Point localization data
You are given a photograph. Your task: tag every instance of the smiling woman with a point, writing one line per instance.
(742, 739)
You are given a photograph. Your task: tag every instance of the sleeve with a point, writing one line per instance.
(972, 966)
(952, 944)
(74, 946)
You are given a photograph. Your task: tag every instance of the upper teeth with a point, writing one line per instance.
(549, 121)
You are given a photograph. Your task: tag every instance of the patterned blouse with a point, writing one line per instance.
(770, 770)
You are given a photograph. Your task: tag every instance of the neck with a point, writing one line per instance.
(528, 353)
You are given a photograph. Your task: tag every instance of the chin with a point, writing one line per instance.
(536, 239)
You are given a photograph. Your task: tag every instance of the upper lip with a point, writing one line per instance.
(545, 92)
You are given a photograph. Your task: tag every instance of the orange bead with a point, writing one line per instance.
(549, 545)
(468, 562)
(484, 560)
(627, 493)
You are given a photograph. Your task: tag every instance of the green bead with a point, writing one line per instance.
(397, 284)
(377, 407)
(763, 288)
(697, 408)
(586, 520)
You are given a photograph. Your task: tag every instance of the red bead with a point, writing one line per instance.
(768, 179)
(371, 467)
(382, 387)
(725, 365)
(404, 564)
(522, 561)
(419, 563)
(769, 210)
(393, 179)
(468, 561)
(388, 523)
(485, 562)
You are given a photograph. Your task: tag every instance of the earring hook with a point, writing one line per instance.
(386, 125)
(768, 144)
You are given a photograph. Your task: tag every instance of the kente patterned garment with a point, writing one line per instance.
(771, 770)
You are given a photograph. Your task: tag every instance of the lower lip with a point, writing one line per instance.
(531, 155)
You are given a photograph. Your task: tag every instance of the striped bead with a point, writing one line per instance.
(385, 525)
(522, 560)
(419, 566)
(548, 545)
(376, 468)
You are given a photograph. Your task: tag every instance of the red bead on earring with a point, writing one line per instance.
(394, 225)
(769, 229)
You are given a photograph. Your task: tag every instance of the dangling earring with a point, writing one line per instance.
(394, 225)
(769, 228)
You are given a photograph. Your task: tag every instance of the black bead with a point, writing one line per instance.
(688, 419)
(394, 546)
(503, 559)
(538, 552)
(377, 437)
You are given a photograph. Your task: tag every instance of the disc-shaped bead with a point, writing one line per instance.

▸ Assignment
Repeat the data above starting at the line with "of the lower" and ending at its last line, exactly, with no other lines.

▸ Output
You are given a photograph. Your task: tag every instance of the lower lip with a point, writing one line per instance.
(531, 155)
You are given a photograph. Your task: tag every instance of the striped bead with a point, writing one line per instance.
(385, 525)
(522, 560)
(419, 566)
(548, 545)
(376, 468)
You are given a photograph. Your task: tag every instance of the red bead on earring with a point, writing one line per instance.
(394, 225)
(769, 229)
You are given a photograph. Your task: tag every instance of the dangling earring with a point, writing one line per instance.
(394, 225)
(769, 228)
You are given a photograph. Your task: tag every instance of the black bead with a point, writing one line per instance.
(688, 419)
(394, 546)
(503, 559)
(538, 552)
(377, 437)
You are given a photograph. Your task: tag every instance of the disc-shaped bead with a point, writing one line per instance.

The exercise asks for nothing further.